*EXERCISE REQUIREMENTS*.
Please retype, with no changes, the lines in the rows below from the line with "Reviewer note: confirm that each instance of the dark trousers" up to and including the line with "[(419, 257)]".

== SUPPLIED ENTRIES ==

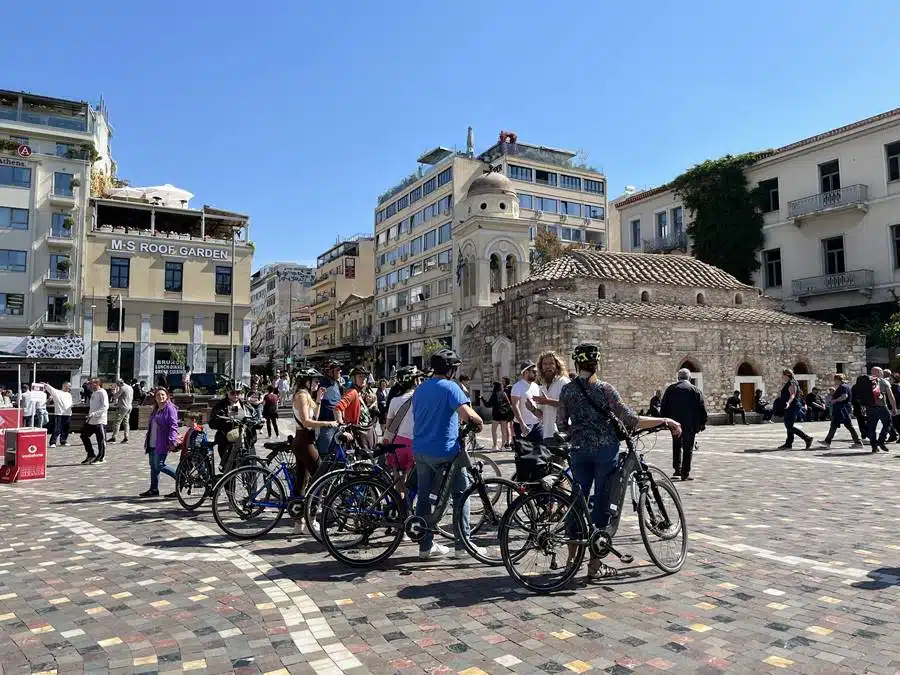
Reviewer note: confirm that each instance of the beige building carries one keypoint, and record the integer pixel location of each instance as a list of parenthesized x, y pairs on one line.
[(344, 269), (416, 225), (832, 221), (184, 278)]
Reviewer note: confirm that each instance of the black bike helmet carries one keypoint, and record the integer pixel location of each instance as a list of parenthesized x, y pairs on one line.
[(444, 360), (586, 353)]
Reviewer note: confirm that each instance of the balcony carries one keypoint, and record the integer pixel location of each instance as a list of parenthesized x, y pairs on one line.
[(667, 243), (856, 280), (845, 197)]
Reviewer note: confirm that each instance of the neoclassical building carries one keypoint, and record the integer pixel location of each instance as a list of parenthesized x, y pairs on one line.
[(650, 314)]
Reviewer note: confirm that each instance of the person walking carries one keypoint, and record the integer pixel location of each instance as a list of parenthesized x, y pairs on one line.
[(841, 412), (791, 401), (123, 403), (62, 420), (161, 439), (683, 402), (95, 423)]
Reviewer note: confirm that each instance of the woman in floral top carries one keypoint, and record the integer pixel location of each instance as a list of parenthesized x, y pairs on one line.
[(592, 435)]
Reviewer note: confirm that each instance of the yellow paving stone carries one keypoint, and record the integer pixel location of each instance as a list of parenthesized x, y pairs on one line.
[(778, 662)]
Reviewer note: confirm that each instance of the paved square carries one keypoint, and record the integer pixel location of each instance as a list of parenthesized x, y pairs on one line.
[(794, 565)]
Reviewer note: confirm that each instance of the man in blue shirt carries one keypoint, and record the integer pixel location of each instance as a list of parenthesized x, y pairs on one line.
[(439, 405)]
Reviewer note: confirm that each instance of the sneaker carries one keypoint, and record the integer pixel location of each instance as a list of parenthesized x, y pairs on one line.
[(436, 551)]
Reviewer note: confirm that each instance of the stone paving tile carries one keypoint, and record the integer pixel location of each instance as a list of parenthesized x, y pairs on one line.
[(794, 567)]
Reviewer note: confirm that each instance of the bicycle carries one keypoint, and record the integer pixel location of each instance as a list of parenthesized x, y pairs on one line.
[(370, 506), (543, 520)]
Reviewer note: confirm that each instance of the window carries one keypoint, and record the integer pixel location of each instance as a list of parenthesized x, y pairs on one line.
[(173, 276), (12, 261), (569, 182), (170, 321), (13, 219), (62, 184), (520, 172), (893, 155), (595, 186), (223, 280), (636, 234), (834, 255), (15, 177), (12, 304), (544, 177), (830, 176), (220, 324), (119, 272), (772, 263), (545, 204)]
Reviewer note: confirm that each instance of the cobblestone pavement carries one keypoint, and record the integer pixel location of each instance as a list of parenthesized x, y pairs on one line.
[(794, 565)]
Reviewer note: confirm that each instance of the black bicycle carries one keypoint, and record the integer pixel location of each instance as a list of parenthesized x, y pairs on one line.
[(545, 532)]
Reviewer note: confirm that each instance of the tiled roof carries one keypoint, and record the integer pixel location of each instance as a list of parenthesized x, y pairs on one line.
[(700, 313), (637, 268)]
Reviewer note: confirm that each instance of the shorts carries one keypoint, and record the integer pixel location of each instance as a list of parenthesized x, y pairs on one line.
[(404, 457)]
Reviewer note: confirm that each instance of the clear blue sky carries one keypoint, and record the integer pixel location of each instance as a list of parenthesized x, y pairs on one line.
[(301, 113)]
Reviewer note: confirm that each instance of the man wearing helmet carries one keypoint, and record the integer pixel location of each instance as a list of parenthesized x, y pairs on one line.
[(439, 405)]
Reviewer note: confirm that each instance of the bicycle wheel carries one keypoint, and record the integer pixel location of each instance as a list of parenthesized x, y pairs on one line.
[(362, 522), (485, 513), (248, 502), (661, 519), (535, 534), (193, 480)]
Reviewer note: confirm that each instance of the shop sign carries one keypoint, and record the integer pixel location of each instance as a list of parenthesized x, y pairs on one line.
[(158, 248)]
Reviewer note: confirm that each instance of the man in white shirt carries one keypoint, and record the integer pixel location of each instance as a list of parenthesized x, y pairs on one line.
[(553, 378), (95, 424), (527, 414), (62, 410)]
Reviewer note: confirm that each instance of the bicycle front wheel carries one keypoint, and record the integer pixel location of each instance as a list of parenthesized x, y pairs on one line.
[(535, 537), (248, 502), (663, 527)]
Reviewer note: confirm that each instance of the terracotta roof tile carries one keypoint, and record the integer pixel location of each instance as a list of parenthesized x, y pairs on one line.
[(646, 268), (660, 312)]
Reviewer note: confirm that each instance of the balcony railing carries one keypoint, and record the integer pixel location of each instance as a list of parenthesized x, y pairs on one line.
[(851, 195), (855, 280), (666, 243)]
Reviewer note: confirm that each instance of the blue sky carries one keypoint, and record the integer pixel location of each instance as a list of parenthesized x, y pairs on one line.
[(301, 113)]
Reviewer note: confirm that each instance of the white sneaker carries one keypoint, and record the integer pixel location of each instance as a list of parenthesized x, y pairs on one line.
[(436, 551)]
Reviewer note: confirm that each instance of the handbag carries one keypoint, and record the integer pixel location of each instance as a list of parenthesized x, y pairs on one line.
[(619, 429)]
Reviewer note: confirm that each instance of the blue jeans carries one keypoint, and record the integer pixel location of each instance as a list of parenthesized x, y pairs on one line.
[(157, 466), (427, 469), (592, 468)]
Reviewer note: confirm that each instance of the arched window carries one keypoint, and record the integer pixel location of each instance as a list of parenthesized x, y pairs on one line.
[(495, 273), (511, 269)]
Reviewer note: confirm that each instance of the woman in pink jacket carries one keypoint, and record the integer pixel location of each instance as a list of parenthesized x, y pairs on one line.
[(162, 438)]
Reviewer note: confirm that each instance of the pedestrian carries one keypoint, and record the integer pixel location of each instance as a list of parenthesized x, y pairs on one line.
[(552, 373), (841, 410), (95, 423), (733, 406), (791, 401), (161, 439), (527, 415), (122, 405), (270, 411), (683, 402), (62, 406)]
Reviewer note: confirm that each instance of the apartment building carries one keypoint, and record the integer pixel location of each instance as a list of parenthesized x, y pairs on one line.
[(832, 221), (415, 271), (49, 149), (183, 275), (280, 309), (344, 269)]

===
== SUPPLIED ENTRIES ==

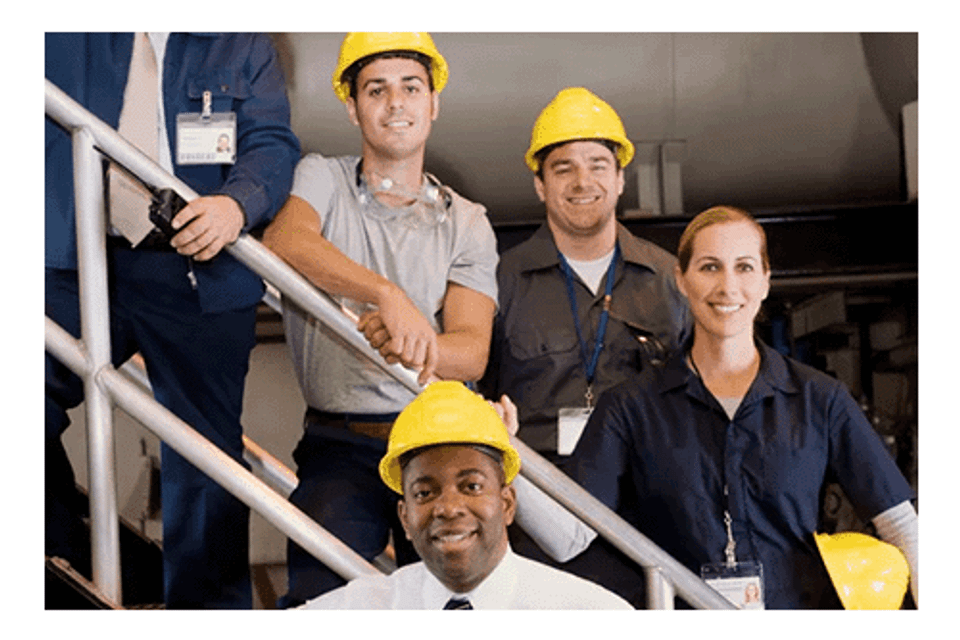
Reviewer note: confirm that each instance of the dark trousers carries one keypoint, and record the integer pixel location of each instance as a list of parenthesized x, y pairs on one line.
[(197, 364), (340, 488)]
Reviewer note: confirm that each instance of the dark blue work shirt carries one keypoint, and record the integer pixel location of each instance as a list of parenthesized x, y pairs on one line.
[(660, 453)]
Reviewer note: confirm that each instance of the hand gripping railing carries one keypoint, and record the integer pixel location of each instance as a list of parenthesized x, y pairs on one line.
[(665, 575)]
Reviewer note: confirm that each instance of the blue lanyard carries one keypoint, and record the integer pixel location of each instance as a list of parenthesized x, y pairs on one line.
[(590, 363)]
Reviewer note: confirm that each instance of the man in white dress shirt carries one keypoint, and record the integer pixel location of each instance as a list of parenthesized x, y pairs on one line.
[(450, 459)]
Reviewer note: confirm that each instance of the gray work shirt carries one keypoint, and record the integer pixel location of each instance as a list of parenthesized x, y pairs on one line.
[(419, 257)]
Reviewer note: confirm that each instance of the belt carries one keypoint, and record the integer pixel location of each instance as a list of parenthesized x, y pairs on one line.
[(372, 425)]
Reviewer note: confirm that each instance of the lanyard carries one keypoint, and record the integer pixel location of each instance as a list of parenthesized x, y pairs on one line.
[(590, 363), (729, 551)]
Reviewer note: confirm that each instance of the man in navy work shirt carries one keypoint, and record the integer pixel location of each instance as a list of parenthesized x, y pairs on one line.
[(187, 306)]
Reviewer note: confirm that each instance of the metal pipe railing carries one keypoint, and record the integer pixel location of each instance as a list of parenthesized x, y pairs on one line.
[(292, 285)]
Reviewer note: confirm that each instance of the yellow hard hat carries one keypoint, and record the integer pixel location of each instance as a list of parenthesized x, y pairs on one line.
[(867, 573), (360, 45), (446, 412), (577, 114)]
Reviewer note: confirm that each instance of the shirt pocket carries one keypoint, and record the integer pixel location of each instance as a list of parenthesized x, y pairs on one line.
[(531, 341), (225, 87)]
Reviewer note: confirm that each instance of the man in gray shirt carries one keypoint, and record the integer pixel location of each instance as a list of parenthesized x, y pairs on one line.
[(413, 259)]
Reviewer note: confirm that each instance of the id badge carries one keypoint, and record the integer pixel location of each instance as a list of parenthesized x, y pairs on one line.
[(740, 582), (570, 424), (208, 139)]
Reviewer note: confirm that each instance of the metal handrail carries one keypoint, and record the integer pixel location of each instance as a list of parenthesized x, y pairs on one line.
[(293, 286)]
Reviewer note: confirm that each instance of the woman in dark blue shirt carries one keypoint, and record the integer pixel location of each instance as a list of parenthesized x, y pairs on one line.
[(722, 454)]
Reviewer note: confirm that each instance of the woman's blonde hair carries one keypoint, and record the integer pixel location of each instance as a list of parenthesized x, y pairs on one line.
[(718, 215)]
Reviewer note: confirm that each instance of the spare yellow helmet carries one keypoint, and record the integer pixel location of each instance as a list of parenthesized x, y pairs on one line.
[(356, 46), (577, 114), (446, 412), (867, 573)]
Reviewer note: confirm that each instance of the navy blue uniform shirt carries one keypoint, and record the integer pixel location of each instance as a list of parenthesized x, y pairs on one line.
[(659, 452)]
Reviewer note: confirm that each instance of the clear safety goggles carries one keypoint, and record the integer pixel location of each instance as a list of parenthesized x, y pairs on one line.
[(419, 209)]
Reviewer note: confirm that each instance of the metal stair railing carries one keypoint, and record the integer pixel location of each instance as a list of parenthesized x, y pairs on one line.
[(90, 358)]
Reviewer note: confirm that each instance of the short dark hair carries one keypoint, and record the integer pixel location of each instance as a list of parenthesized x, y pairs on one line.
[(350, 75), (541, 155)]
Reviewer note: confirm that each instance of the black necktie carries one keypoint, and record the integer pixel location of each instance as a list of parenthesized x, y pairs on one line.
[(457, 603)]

===
== SUPPLIED ENTRIES ==

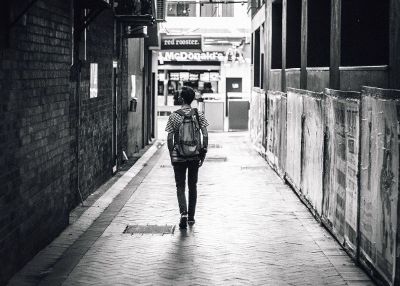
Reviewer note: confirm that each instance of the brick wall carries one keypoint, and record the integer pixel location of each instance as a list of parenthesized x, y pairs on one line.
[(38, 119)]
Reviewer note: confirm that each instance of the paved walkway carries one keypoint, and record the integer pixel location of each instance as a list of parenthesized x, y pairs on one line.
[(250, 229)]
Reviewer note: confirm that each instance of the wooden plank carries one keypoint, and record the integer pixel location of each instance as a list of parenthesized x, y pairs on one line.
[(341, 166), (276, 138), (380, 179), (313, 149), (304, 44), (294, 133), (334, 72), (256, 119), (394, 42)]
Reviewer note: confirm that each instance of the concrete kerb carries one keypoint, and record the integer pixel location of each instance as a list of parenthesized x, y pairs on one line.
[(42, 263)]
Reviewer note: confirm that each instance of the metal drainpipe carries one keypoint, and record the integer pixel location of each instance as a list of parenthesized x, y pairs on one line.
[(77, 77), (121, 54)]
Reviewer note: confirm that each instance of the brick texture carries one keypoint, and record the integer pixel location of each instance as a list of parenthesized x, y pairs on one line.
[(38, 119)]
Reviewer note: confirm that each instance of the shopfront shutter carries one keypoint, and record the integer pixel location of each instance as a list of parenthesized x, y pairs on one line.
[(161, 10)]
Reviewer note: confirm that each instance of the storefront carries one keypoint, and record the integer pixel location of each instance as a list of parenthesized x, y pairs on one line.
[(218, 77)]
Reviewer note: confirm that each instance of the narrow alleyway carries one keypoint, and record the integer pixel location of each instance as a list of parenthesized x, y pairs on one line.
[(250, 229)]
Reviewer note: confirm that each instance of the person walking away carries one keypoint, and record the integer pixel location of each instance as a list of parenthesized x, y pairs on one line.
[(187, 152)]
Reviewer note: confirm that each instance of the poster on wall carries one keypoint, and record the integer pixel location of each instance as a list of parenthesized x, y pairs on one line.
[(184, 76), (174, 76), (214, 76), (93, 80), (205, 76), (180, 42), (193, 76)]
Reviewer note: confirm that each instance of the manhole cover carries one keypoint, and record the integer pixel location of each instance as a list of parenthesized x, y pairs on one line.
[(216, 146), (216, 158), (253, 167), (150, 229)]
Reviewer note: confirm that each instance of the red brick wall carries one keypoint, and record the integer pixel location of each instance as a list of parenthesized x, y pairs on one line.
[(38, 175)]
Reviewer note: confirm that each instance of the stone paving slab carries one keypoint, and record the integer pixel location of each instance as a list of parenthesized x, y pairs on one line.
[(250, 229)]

===

*RESPONSE FOR THIS EXERCISE*.
Reviewer note: confirm that each instance of the dark trousers carries one keypoint, and record the integer pixel location of each instance as a list of parenthesized x, y pairs on one line.
[(197, 364), (340, 488)]
Reviewer note: confirm that each instance of the dark blue work shirt carries one keypoint, and record the integer pixel location of each instance as a list of parenthesized x, y pairs on one line.
[(660, 453)]
Reviewer note: confirm that each instance of the hand gripping railing carries one keypoint, and record the integer pixel location of each instance as a list of parenthesized x, y pairs on one line.
[(665, 575)]
Reviewer note: confirm that each instance of the blue lanyard carries one keypoint, and record the integer pixel location of each instance as a list of parenthesized x, y pairs on one line.
[(590, 363)]
Reviewer note: confirm that each instance of the man in white dress shirt carries one keypoint, and record the integer pixel location of each instance as a list of parenthesized x, y pairs on one line.
[(450, 459)]
Reviewer note: confirm that each instance of the gray work shirt carries one keypoint, and record the integer pixel location of each instance as a list of parenthesized x, y pairs on one line.
[(419, 257)]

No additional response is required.